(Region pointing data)

* * * * * * *

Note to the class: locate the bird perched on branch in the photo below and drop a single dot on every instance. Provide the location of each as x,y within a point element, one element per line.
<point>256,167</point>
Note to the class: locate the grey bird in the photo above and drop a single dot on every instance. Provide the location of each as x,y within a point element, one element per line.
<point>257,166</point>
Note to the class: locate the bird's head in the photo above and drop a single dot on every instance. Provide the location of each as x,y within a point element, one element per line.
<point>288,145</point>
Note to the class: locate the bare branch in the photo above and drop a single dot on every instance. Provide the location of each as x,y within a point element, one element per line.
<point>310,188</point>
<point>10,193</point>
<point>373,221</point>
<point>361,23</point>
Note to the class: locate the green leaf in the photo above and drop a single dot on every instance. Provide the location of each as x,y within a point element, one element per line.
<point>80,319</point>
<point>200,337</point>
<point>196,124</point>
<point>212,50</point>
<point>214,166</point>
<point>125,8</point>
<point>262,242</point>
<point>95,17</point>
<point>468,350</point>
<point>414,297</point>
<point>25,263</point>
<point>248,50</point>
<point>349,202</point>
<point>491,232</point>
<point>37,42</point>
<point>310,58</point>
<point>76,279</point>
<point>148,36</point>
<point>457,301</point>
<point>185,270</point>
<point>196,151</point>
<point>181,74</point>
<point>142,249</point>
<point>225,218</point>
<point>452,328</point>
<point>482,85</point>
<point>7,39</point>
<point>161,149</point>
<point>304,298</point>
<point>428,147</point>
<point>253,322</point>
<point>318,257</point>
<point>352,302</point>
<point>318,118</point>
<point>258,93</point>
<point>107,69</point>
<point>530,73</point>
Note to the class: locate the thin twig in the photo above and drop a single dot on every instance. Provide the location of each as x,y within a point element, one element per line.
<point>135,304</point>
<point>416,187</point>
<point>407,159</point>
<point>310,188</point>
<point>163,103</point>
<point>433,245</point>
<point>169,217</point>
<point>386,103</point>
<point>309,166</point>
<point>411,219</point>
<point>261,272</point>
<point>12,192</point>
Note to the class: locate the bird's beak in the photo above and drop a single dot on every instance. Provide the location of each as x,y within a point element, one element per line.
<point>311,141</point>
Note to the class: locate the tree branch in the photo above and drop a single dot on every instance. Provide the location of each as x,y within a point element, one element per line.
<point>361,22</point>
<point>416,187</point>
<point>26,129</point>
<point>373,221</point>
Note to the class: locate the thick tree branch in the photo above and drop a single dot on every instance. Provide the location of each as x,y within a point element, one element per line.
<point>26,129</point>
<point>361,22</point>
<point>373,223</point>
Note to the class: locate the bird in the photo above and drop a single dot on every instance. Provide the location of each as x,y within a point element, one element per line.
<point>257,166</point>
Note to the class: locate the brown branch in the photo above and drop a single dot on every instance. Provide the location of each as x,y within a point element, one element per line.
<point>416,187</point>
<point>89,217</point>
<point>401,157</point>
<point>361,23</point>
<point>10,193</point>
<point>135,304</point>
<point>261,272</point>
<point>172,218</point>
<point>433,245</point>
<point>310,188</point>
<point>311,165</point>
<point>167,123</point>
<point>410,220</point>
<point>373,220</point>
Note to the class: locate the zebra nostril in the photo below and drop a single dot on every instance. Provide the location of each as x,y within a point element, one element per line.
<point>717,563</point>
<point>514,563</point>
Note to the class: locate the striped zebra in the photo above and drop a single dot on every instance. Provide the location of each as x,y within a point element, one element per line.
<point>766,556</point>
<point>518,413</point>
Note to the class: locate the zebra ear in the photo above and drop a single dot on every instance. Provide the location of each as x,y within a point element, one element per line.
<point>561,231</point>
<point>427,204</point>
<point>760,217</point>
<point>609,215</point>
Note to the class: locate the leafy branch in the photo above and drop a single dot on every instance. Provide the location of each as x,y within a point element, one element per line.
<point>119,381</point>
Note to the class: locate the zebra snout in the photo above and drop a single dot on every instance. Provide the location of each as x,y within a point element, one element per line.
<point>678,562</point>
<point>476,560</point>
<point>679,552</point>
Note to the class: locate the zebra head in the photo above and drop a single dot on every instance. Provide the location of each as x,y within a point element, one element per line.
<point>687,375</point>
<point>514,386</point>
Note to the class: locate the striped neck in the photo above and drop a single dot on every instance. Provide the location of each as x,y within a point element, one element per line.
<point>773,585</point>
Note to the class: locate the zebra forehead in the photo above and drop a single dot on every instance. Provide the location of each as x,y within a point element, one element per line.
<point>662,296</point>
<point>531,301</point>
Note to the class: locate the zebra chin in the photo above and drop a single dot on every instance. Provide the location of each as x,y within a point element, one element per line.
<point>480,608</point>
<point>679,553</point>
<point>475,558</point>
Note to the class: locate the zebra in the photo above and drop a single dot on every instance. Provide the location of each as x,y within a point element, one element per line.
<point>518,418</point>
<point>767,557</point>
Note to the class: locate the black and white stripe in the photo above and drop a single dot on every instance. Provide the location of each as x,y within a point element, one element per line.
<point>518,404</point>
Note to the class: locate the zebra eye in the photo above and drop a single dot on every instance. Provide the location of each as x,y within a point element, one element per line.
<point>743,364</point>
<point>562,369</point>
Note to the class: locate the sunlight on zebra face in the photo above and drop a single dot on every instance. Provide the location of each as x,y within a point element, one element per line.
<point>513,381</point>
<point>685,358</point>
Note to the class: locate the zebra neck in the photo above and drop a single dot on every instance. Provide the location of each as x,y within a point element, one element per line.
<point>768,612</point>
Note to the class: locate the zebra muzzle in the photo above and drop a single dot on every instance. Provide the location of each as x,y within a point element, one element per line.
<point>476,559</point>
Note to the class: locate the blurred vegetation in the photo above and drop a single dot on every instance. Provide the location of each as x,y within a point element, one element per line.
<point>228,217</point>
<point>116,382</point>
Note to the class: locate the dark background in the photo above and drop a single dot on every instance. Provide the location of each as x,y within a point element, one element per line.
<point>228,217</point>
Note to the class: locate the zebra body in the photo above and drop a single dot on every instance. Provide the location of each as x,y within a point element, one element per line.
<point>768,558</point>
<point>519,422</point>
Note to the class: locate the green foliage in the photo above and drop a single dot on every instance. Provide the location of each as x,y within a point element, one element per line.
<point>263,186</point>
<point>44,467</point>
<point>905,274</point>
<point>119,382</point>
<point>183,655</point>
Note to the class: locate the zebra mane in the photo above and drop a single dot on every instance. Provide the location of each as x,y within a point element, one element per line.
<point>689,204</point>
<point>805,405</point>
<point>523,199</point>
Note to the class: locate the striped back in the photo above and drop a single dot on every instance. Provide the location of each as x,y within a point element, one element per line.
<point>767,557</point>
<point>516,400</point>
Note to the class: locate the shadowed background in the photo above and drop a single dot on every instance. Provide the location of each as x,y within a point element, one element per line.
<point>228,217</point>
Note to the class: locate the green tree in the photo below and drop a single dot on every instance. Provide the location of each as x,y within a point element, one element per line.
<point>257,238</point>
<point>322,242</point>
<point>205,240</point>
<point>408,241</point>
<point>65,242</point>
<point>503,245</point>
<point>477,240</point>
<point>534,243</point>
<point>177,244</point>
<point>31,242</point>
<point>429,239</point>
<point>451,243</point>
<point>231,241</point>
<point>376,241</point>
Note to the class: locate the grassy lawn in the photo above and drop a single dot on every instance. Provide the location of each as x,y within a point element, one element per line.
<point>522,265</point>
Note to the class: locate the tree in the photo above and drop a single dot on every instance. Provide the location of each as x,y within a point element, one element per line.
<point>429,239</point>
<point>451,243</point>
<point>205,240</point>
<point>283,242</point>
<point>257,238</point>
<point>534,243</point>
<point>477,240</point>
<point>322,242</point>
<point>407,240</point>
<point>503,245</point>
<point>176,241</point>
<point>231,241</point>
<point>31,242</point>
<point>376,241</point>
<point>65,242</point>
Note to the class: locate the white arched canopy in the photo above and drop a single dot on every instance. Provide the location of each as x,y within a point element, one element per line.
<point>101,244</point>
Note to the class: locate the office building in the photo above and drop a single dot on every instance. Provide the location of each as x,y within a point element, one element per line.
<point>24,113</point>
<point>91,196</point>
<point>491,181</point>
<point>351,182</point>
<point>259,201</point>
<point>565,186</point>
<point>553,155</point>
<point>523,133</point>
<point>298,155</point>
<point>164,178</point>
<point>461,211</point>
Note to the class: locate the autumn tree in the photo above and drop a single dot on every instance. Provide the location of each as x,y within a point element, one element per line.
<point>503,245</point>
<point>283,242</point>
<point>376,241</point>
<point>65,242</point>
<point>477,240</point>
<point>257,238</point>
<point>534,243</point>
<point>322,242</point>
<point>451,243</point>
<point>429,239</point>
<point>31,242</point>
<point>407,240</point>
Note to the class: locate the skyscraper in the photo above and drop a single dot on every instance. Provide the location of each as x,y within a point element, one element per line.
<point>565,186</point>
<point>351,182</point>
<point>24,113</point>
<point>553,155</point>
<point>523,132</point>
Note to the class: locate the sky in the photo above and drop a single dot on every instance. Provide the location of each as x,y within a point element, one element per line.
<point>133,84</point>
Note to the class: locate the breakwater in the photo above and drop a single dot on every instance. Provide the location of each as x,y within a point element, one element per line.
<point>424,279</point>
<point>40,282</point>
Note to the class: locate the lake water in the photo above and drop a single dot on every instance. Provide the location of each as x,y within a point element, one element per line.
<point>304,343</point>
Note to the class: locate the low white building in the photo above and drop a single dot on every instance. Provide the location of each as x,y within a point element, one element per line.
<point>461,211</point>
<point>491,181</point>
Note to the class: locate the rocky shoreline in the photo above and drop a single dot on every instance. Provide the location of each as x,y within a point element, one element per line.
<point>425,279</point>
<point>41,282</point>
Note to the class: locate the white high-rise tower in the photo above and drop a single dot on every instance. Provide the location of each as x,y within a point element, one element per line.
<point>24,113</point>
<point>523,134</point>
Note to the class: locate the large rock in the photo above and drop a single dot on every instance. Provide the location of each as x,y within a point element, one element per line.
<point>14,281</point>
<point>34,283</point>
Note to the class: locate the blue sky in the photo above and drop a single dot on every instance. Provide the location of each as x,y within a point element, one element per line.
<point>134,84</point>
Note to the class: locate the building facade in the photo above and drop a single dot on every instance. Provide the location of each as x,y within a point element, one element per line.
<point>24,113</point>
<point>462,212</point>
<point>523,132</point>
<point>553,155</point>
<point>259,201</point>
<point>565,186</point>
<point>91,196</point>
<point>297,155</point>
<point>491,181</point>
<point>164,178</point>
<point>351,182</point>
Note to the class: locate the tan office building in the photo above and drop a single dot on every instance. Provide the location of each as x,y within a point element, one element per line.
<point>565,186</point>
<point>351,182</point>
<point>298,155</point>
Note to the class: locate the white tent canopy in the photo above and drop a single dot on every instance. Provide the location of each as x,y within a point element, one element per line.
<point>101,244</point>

* * * * * * *

- _PROBLEM_
Lines from the one containing "Note to the class: locate the white tent" to the last line above, both included: copy these exactly and write nothing else.

- _WRITTEN SOLUTION_
Note to the class: locate the white tent canopy in the photo above and drop a single dot on every instance. Provide the location of each as x,y within a point element, one element per line.
<point>101,244</point>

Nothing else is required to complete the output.